--- begin ---

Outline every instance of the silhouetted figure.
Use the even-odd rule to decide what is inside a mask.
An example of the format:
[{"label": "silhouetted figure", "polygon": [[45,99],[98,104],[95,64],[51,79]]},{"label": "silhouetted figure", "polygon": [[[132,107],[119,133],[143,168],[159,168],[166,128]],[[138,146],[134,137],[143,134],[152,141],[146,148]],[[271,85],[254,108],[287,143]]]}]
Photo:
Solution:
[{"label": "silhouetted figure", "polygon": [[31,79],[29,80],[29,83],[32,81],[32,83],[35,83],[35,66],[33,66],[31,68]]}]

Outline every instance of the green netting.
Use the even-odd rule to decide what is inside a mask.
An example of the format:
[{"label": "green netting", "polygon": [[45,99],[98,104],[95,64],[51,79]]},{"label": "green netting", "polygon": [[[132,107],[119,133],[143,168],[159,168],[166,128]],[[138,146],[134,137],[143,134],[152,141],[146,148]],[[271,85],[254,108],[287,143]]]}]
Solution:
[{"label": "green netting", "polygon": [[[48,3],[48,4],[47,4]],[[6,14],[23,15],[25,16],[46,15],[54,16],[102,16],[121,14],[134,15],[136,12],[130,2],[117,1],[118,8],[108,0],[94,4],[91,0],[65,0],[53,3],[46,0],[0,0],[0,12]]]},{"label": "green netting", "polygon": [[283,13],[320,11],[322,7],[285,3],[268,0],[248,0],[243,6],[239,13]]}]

--- end ---

→ The exercise
Write out all of the entries above again, requests included, and add -120 to every polygon coordinate in the answers. Leave the numbers in the requests and their format samples as they are.

→ Response for this exercise
Outline every instance of the silhouetted figure.
Use the even-odd rule to decide what is inside a mask.
An example of the format:
[{"label": "silhouetted figure", "polygon": [[45,99],[98,104],[95,64],[51,79]]},{"label": "silhouetted figure", "polygon": [[[132,107],[119,133],[143,168],[159,168],[166,128]],[[138,146],[134,137],[143,134],[152,141],[146,148]],[[271,85],[254,108],[287,143]]]}]
Photo:
Solution:
[{"label": "silhouetted figure", "polygon": [[-89,-41],[-91,-40],[-91,-37],[-88,-39],[-88,-37],[-85,-37],[-85,-54],[-87,-54],[-89,-52]]}]

Outline every instance of the green netting.
Use the even-odd rule to decide what is inside a mask.
An example of the format:
[{"label": "green netting", "polygon": [[45,99],[98,104],[95,64],[51,79]]},{"label": "green netting", "polygon": [[[132,107],[119,133],[143,168],[159,168],[166,128]],[[138,146],[134,137],[143,134],[152,141],[146,148]],[[271,85],[254,108],[287,143]]]}]
Solution:
[{"label": "green netting", "polygon": [[[-72,-117],[-72,-116],[-73,-116]],[[-114,-106],[-97,-105],[-95,-104],[-74,-105],[-66,-104],[-18,-104],[1,-106],[14,-105],[16,-108],[10,-118],[-3,-119],[-2,-112],[-12,-120],[-26,-116],[-29,-120],[-55,-120],[-67,-117],[-74,-120],[-120,-120],[-120,-108]]]},{"label": "green netting", "polygon": [[163,-107],[200,-109],[202,-113],[165,-117],[148,-120],[128,-120],[123,-114],[119,-107]]}]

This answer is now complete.